文書抜粋

カーゴニュース 2024年9月5日 第5272号
「企業の価値」を実現するロジスティクスへ
――経済産業省が発表した「人材版伊藤レポート」でも経営戦略と人材戦略の連動が重要であるという記述がありました。人材の重要性を裏付けた主張だと感じます。
北條 「伊藤レポート」の意義のひとつは「企業価値」と「企業の価値」が異なることを示唆した部分だと考えています。企業価値とは一般的に財務価値のことを指しており、株主にこの会社の株を買おうという気にさせるような情報です。これに対し、企業の価値というのはロジスティクスの目標でもある社会的課題の解決に関わる部分です。ESG(環境・社会・ガバナンス)など「企業の価」に関連する活動です。最近は利己だけではなく利他も必要だと指摘されるようになりましたが、環境負荷の低減のためにリードタイムを1日伸ばす、そのためには消費者への説得もできる人材が必要になってきます。日本の社会的状況に対応しなければならないということも含めて、「企業の価値」を考えることが求められます。財務指標だけではなく、非財務指標の部分も重要になるということです。加えて、23年度から人的資本情報の開示の義務化が施行されていますが、自社にどのような人材がいるのかという点も位置づけられてくると考えています。JILSの法人会員の中には、資格認定講座の受講者・合格者数を人的資本開示において報告している企業もあります。例えば、JILSの法人会員は現在1000社弱ですが、そのうち荷主企業は約300社となっています。一方、物流統括管理者の設置が義務化される規模の企業は約3000社とされているので、今後はJILSの荷主会員の約10倍の企業が経営戦略であるロジスティクスと向き合うことが必要になります。

課題用の記録
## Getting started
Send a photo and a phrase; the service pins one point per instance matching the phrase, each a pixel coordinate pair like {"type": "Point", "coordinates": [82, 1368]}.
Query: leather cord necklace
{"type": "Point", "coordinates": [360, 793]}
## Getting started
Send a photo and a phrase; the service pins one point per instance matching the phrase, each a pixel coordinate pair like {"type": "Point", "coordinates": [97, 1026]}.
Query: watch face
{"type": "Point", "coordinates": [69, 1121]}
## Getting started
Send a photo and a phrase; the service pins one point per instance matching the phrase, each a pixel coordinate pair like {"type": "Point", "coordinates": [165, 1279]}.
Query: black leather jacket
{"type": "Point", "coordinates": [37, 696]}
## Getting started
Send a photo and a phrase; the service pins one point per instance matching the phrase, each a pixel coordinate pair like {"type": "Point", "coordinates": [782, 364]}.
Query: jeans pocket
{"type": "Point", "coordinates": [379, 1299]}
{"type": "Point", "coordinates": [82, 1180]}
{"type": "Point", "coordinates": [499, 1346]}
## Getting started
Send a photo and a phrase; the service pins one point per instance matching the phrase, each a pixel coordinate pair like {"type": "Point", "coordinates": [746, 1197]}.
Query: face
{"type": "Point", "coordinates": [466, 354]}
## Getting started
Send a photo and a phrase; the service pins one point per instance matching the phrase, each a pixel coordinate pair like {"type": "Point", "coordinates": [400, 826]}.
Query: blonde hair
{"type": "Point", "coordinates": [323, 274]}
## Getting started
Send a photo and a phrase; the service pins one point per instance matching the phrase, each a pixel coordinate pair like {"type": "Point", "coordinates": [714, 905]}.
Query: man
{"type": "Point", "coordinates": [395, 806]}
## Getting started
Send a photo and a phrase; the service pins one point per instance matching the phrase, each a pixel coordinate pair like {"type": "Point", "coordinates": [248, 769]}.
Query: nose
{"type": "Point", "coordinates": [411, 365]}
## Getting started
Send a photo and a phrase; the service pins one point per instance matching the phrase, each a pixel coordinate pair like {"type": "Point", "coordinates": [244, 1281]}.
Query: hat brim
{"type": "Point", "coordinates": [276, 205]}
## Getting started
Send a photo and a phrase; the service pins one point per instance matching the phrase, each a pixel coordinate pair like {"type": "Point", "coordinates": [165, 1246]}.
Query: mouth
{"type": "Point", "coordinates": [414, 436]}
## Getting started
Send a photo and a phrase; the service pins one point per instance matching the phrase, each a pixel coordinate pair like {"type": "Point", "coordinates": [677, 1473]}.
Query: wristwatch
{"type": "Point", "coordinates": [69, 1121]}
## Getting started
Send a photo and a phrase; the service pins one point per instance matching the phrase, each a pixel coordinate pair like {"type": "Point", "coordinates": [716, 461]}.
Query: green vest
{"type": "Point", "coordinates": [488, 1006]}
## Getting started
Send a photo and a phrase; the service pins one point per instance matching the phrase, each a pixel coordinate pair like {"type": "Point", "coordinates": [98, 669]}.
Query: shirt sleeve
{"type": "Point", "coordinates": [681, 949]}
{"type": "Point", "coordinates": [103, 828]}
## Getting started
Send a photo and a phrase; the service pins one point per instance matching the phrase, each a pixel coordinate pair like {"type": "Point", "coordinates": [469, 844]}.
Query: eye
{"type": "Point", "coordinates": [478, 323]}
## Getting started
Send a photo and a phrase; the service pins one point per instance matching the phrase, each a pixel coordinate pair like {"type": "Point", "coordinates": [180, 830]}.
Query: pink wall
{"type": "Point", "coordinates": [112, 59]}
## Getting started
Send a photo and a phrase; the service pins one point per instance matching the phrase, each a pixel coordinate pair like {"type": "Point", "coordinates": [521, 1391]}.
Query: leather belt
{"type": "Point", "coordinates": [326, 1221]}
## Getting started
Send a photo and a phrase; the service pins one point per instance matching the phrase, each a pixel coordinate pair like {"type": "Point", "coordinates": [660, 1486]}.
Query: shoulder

練習問題
**1.** ロジスティクスと企業の価値を扱った文書抜粋から、「北條 「伊藤レポート」の意義」と「き合うことが必要になります。」の間の部分を、両端の語句も含めてそのまま書き写してください。
**2.** 記録の中から「leather」という文字列を含む行をすべて探し出し、書き写してください。大文字と小文字は区別します。
本文と記録は、それぞれ別の出どころから取られたものです。

課題の解答
**1.**
北條 「伊藤レポート」の意義のひとつは「企業価値」と「企業の価値」が異なることを示唆した部分だと考えています。企業価値とは一般的に財務価値のことを指しており、株主にこの会社の株を買おうという気にさせるような情報です。これに対し、企業の価値というのはロジスティクスの目標でもある社会的課題の解決に関わる部分です。ESG(環境・社会・ガバナンス)など「企業の価」に関連する活動です。最近は利己だけではなく利他も必要だと指摘されるようになりましたが、環境負荷の低減のためにリードタイムを1日伸ばす、そのためには消費者への説得もできる人材が必要になってきます。日本の社会的状況に対応しなければならないということも含めて、「企業の価値」を考えることが求められます。財務指標だけではなく、非財務指標の部分も重要になるということです。加えて、23年度から人的資本情報の開示の義務化が施行されていますが、自社にどのような人材がいるのかという点も位置づけられてくると考えています。JILSの法人会員の中には、資格認定講座の受講者・合格者数を人的資本開示において報告している企業もあります。例えば、JILSの法人会員は現在1000社弱ですが、そのうち荷主企業は約300社となっています。一方、物流統括管理者の設置が義務化される規模の企業は約3000社とされているので、今後はJILSの荷主会員の約10倍の企業が経営戦略であるロジスティクスと向き合うことが必要になります。

**2.**
Query: leather cord necklace
Query: black leather jacket
Query: leather belt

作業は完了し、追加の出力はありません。